## [Exercise details]
According to the text on Arctic feedbacks, why do cloud fraction and optical depth generally increase in non-summer months as the Arctic goes from cooler to warmer? Answer in one to three sentences.

## [Supplied text]
* Begin *
From the surface perspective, the temperature feedback manifests as increased DLW radiation due to atmospheric warming, warming the surface and increasing ULW radiation. The coupling between increased DLW and ULW via the greenhouse effect constitutes a positive feedback loop amplifying surface and atmospheric warming (Sejas and Cai 2016; Zeppetello et al., 2019). Previous studies argue that this feedback accounts for most of the Arctic surface warming (Pithan and Mauritsen 2014; Laîné et al., 2016; Sejas and Cai 2016). Additional studies point to the importance of increased clear-sky DLW on the fall/winter Arctic warming maximum (Lu and Cai 2009a; Boeke and Taylor 2018). Though important to AA, the surface perspective of the temperature feedback does not provide clear insight into the processes that trigger it.

Cloud Feedbacks

Cloud processes modulate the radiative fluxes and thermodynamic structure of the Arctic atmosphere. The TOA Arctic cloud feedback in CMIP5 is generally negative (Zelinka et al., 2012) and is positive from the surface perspective (Taylor et al., 2013; Boeke and Taylor 2018), indicating that cloud feedback both increases TOA reflected SW and increases surface DLW (Taylor et al., 2011b; Taylor et al., 2013; Pithan and Mauritsen 2014). The magnitude and large inter-model spread of the Arctic cloud feedback comes from model discrepancies in the projected changes in cloud fraction, particularly at low-levels, and optical depth (Vavrus 2004, Vavrus et al., 2008, Vavrus et al., 2011; Liu et al., 2012; Morrison et al., 2019; English et al., 2014, Vignesh et al., 2020). Multiple interacting processes, illustrated in Figure 9, contribute to inter-model differences in the Arctic cloud feedback: surface-atmosphere coupling, cloud microphysics and precipitation, and interactions with large-scale atmospheric dynamics and thermodynamics (e.g., Curry et al., 1996).

FIGURE 9. Dominant Arctic cloud responses to warming during summer and non-summer months. Summer cloud fraction and optical depth changes between a (A) cooler to a (B) warmer Arctic are small due weak surface-cloud coupling and a weak cloud-phase feedback. Cloud masking (not depicted) damps the TOA radiative budget response to reduced surface albedo by blocking sunlight from reaching the newly uncovered, underlying, and darker ocean. Non-summer (mainly spring and fall) cloud fraction and optical depth between a (C) cooler and a (D) warmer Arctic generally increase as a result of stronger surface-atmospheric coupling and enhanced latent and sensible heat fluxes (orange arrows), a positive cloud phase feedback (warmer temperature replace ice crystals with liquid droplets), and reduced lower tropospheric stability (black line represents the characteristic atmospheric temperature profiles, T_A). In summer and non-summer months, newly exposed sea ice exposes the atmosphere to new local sources of marine aerosols that can increase CCN and INP with an uncertain influence on cloud microphysical properties. Note that depicted sea ice conditions are illustrative.
* End *
## [Items contained in a dataset]
* Begin *
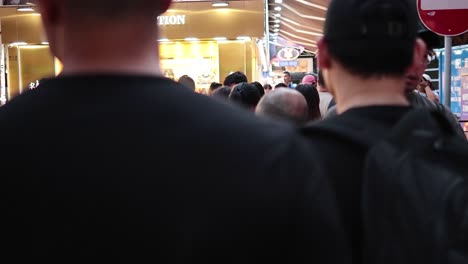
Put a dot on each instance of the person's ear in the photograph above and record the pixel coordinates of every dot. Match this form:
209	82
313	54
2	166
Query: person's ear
419	56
* End *
## [The response]
Surface-atmospheric coupling becomes stronger, with enhanced latent and sensible heat fluxes. A positive cloud phase feedback also operates, as warmer temperatures replace ice crystals with liquid droplets. Lower tropospheric stability is reduced as well.